## TEXTE DU DOCUMENT

+---+

Pourtant, derrière les beaux discours des « IA Bros » cachant leur dédain envers certaines
professions, les vrais connaisseurs parlent de machine learning, des systèmes informatiques
qui vont apprendre sur des tonnes de données. Et que, derrière la vitrine blindée du
marketing, se trouve moult applications utiles : médecine de pointe, meilleure prédiction des
itinéraires, analyses des lois de la physique… Bref, au-delà du gadget et des cours en bourse
des fabricants de puce, de vrais progrès utiles.
Néanmoins, ces deux aspects ont des soucis majeurs et communs, loin d’être anodins. En
effet, qu’importe son utilisation, le machine learning a besoin d’apprendre, ce qui peut être
très long et surtout très gourmand en énergie, et tout le monde ne tourne pas à l’hydraulique
ou au nucléaire de qualité. Aussi, mal utilisés ces outils deviennent dangereux pour nombre
de personnes mal informées. Fake News, vols de propriété intellectuelle, remplacement de
certaines professions par des serveurs et algorithmes pourtant très perfectibles, la liste est
longue. Ça ne laisse pas indifférent !
Rajoutons à ça la notion de données en grande quantité, basée sur vos informations plus ou
moins personnelles et voici le cocktail fatal de la cybersécurité : quelque chose à voler qui,
indirectement, vous ouvre des portes. Bon, on pourrait partir en paranoïa facilement avec ça.

+---+

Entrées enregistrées
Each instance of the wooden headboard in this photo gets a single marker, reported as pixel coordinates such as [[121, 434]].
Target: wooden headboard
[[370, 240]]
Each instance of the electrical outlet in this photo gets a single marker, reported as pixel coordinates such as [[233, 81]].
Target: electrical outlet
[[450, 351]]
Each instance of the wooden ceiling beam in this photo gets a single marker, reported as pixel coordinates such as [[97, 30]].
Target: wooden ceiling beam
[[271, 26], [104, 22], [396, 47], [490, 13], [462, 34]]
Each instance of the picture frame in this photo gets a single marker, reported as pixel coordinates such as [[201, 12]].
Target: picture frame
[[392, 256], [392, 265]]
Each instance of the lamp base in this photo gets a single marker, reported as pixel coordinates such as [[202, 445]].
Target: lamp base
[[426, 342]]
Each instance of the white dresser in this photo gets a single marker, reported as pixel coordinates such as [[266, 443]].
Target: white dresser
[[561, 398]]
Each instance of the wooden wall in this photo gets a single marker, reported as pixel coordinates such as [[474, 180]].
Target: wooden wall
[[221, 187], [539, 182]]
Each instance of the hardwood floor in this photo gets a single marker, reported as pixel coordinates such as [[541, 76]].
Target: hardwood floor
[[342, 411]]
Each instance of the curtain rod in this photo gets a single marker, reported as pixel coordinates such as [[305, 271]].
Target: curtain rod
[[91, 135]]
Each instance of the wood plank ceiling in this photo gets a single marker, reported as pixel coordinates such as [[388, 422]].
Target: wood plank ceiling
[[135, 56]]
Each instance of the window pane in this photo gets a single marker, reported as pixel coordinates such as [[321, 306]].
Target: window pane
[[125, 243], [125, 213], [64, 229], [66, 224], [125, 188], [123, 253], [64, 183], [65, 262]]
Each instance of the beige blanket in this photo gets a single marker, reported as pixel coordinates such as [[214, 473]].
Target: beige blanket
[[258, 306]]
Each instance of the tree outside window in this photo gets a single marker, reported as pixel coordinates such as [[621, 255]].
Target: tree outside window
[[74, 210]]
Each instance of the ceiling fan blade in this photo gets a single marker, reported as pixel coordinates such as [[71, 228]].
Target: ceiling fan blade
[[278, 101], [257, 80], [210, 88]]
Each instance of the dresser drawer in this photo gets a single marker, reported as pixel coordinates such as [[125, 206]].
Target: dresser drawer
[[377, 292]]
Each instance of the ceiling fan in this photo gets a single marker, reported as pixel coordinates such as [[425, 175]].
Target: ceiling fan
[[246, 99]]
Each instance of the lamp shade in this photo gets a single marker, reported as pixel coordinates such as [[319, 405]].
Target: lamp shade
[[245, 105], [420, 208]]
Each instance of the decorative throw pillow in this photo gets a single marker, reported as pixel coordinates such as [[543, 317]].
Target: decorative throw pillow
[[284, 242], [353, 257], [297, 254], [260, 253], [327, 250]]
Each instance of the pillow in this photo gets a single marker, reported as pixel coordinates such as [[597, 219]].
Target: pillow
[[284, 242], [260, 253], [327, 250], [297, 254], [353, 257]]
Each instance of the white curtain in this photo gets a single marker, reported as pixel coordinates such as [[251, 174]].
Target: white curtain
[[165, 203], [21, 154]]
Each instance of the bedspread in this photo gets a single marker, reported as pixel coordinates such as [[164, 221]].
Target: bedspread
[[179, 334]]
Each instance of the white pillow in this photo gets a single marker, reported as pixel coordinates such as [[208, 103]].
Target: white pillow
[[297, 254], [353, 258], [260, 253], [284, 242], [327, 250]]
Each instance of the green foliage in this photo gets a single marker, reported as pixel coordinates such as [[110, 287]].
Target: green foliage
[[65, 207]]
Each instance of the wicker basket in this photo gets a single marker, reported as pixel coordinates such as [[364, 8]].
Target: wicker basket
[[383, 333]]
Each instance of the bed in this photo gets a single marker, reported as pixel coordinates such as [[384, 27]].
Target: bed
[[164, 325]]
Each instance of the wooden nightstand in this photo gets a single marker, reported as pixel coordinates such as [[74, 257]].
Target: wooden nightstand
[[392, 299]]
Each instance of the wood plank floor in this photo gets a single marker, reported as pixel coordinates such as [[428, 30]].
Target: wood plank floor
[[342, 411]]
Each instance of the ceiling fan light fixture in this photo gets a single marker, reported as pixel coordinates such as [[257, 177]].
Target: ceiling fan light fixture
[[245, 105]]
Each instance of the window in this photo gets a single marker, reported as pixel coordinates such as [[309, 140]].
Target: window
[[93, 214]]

+---+

## QUESTIONS DE COMPRÉHENSION
(1) D'après le texte sur le machine learning, quelles applications utiles se trouvent derrière la vitrine du marketing ?
(2) Reprenez le texte sur le machine learning et poursuivez-le après sa dernière phrase.

## EXERCICES CORRIGÉS
(1) La médecine de pointe, une meilleure prédiction des itinéraires et les analyses des lois de la physique.

(2)
Imaginez, avec un exemple totalement pris au hasard, que toutes les données de sécurité
sociale partent sur la toile ! Imaginez le fiasco si ça arriv… Oh attendez, on me dit à l’oreillette
que c’est arrivé.
Parce que telle une banque dans le Jour de Paie (2ème du nom), le machine learning devient
intéressant à voler : longs et coûteux à entraîner, les réseaux de neurones (le cerveau de ces
systèmes) exploitent parfois des données très sensibles. Toutes les raisons nécessaires pour
comprendre leur fonctionnement. Objectif : récupérer leurs modèles et comment ils
fonctionnent. Par ingénierie inverse, un bon pirate saura ensuite en déduire en temps réel ce
qui rentre dans cette machine et ce qui en ressort, ou la recopier afin de se faire de l’argent
sur le dos de votre création.
Pourtant, ce tableau n’est pas si noir en réalité : le machine learning a permis de nombreux
progrès visibles en sciences, et il permet d’accélérer grandement des domaines scientifiques
bloqués jusqu’à présent par nos méthodes de calcul plus « classiques ». Loin d’être des
systèmes intelligents, ces outils sont toutefois très utiles, si utilisés judicieusement. Ils
permettent de traiter et de généraliser de grands volumes d’informations, des atouts
nécessaires pour la recherche scientifique
Ironie du sort, c’est justement ce comportement qui amène aujourd’hui à trouver le talon
d’Achille du machine learning : lui-même. Épatant, n’est-ce pas ? Car oui, quoi de mieux
contre le cancer qu’un autre cancer ? En analysant le comportement des réseaux de neurones
et surtout des machines où ils sont implémentés, le tout en exploitant cette généralisation
des calculs, et paf, on obtient des Chocapics ! Ces nouvelles IA finissent par servir à… Voler
les autres IA, tout simplement. De quoi se dire que Skynet est encore loin, ou tout du moins
restera contrôlable pendant un certain temps, on peut donc souffler. Jusqu’à ce qu’ensuite
une autre IA serve à se prémunir de cette attaque, et qu’une autre contourne la sécurité, puis
qu’une autre…
Bref, j’essaie d’attaquer les IA.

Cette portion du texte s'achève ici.